AIM OF THE TASK:
Show each line from the entries below that contains the word "shed", copied in full.

____________

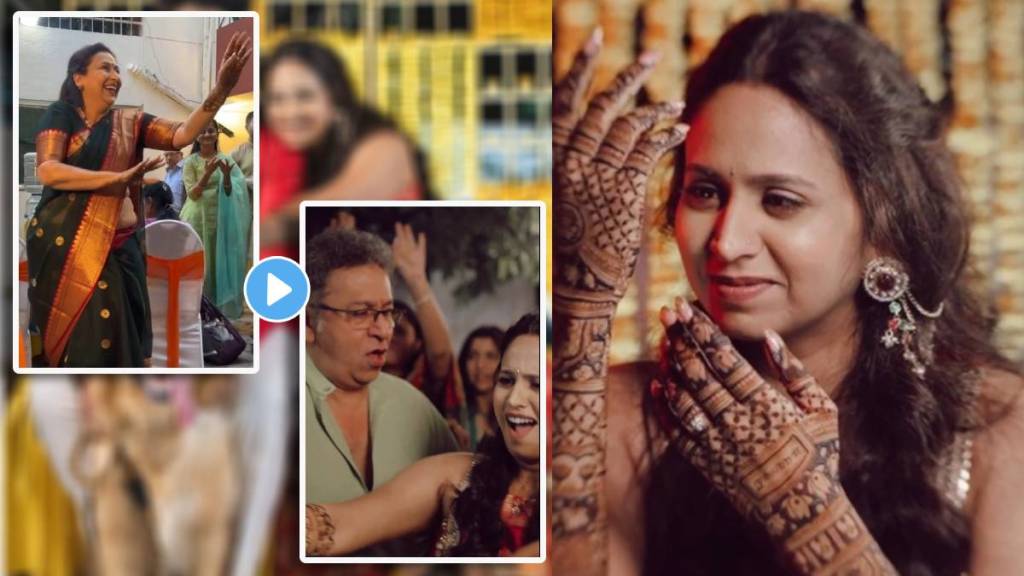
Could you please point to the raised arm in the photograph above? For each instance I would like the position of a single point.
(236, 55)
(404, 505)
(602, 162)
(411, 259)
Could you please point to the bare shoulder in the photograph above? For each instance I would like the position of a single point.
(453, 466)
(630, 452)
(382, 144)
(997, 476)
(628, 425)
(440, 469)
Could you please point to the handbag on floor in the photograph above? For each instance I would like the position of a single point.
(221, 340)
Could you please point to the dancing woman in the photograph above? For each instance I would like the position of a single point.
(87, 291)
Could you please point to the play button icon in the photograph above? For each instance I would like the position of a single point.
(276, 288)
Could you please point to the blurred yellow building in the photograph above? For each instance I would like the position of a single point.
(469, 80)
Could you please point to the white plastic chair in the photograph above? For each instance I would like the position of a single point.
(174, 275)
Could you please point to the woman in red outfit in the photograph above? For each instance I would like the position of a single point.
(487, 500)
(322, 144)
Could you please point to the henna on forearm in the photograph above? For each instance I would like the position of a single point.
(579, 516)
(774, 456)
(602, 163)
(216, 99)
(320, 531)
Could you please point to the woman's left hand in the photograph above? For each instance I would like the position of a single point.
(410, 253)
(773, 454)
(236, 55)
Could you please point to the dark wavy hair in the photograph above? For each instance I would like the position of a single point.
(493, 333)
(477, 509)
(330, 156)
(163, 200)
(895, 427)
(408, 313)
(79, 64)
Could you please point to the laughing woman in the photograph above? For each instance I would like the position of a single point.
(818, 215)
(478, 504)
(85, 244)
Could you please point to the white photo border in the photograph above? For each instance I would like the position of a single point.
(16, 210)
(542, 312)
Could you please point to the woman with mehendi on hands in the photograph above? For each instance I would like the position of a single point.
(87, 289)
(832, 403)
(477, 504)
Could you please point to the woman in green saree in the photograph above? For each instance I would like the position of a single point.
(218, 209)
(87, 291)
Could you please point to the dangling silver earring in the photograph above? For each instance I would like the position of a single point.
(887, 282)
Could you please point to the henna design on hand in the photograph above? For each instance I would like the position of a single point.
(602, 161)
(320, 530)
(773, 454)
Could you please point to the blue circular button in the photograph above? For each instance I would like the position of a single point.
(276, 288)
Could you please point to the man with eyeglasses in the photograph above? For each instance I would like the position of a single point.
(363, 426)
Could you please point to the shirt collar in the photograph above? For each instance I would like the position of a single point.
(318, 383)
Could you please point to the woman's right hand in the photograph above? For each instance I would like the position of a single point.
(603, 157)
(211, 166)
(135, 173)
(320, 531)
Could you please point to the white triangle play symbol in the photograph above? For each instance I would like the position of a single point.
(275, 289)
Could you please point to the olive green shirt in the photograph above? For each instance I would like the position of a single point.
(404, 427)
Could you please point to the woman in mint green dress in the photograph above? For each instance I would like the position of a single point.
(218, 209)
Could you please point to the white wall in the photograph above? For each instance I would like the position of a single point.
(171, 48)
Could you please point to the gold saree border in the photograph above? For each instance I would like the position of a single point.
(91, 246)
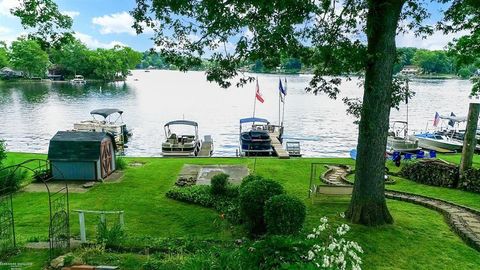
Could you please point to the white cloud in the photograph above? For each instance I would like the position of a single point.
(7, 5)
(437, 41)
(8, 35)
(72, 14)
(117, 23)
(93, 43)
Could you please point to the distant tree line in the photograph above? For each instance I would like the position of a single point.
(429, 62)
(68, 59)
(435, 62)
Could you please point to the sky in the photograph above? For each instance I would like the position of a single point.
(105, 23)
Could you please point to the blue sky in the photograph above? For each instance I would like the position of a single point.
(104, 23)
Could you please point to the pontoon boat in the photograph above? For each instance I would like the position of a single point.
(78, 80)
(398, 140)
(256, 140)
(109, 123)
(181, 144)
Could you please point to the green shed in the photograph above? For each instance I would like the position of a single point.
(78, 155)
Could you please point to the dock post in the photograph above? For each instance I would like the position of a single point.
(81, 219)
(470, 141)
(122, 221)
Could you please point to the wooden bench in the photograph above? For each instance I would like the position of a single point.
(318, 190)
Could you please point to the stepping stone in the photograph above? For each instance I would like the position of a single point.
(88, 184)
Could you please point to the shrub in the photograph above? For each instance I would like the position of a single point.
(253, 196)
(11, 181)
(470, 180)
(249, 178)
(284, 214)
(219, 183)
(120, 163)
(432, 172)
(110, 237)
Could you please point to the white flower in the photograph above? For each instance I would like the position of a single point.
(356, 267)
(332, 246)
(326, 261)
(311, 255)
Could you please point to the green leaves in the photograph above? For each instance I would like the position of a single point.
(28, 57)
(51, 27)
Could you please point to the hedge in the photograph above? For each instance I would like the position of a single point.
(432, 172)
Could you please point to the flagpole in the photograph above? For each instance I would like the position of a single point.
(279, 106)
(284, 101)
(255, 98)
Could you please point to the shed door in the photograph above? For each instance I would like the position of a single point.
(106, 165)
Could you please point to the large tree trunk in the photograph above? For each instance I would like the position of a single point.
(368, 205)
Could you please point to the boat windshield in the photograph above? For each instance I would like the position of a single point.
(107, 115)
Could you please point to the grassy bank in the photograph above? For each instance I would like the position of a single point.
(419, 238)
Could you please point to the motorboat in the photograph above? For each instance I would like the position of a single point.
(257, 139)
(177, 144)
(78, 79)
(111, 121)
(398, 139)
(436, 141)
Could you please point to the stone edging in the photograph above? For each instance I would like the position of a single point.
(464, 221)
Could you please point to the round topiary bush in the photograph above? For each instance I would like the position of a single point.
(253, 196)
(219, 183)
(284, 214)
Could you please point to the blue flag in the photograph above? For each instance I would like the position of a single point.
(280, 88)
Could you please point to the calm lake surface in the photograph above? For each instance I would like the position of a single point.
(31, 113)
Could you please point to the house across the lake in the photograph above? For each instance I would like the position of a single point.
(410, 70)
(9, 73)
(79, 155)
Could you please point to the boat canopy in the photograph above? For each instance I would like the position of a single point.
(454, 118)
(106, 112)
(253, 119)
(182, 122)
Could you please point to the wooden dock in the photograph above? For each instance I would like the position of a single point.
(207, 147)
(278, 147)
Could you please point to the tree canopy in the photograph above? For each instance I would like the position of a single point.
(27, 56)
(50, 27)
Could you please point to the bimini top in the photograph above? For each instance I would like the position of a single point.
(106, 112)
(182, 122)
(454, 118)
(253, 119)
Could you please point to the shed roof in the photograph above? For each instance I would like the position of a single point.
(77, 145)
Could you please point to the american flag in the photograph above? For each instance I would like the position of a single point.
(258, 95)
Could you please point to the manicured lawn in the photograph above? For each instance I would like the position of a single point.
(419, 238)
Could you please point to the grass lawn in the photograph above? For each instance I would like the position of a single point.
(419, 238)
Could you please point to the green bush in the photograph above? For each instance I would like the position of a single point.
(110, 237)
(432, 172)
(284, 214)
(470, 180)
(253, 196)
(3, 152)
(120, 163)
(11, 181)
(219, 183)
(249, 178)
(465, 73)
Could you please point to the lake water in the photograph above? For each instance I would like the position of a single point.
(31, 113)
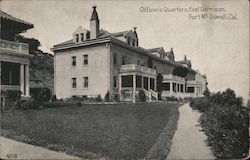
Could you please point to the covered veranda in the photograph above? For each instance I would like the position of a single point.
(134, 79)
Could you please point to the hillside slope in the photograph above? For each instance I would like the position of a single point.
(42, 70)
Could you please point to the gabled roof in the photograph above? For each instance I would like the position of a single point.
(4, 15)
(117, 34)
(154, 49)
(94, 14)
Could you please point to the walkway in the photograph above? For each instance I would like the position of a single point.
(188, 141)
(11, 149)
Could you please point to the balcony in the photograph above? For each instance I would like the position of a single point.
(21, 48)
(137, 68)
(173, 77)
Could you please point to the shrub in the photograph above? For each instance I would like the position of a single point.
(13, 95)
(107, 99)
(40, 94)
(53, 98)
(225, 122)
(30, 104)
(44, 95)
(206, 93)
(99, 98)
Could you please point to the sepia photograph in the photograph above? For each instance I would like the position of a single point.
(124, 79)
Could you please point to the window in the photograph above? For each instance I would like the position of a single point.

____________

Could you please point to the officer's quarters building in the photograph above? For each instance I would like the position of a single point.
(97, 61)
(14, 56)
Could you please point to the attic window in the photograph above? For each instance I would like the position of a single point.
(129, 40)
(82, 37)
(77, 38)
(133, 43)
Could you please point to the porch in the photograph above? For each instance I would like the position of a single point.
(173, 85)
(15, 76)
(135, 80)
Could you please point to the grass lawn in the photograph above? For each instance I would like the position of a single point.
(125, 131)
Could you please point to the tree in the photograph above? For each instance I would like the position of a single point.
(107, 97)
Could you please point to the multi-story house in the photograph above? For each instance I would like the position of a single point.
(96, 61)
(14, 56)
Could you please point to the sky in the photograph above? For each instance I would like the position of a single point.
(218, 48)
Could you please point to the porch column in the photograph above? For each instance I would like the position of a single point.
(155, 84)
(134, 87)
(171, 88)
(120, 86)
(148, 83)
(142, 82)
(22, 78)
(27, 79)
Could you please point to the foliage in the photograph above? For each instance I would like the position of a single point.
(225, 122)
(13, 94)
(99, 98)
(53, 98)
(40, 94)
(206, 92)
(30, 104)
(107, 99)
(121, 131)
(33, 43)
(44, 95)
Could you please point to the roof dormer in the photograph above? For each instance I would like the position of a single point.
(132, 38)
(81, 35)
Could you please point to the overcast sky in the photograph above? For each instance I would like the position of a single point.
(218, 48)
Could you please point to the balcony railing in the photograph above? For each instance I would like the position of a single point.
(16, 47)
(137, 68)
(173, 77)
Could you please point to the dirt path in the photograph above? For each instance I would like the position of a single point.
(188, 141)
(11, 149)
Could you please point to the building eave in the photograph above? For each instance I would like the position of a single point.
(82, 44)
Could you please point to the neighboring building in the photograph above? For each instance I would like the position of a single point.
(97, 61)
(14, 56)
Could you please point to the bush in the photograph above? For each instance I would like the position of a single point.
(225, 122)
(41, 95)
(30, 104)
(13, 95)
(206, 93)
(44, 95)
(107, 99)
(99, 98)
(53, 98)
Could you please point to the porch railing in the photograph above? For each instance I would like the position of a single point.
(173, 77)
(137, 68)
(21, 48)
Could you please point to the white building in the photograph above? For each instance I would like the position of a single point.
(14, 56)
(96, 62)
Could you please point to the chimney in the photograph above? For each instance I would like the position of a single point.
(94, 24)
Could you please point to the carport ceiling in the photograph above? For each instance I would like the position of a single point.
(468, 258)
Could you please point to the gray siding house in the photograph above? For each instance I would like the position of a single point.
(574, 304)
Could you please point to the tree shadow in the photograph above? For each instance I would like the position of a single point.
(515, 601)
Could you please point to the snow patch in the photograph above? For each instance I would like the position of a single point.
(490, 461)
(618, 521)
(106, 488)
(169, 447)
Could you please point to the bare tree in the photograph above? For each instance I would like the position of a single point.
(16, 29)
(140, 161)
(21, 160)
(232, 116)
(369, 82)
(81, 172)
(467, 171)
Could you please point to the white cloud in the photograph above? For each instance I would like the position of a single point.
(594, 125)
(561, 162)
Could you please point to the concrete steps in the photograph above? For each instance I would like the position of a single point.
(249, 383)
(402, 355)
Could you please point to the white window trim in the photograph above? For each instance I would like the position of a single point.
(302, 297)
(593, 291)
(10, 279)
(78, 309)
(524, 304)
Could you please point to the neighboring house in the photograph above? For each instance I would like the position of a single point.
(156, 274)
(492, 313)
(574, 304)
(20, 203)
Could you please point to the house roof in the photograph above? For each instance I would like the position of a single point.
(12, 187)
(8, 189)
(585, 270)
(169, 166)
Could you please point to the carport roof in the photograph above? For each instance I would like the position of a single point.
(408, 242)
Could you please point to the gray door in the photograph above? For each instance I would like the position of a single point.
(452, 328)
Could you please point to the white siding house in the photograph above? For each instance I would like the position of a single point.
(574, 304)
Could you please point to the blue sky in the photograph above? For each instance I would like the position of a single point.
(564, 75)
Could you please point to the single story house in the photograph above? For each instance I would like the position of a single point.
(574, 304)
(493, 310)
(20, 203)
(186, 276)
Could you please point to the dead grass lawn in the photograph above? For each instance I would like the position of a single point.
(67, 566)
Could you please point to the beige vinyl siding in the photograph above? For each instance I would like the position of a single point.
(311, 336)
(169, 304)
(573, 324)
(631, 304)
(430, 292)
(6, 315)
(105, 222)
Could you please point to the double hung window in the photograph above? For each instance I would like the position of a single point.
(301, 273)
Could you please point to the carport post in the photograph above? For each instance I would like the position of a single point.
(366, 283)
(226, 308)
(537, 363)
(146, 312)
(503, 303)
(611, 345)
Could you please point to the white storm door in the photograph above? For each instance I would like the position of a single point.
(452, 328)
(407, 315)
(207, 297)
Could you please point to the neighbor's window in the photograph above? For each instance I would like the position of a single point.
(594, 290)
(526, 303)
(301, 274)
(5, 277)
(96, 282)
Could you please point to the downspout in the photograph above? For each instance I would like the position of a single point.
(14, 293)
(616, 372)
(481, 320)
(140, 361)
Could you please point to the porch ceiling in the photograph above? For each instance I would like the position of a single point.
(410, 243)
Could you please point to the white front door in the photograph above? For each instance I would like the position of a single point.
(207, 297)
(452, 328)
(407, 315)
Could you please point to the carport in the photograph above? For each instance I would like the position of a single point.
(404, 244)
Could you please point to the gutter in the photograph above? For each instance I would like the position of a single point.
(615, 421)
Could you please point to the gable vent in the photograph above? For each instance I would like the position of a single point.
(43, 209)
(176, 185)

____________

EXERCISE SOLUTION:
Could you please point to the green shed in the photograph above? For each instance I would like the position of a single point.
Could you please point to the shed door in the photograph above? For each instance I would like the position of a single point.
Could you please point to the shed roof in the photograph above? For each instance I would like the position of a single point.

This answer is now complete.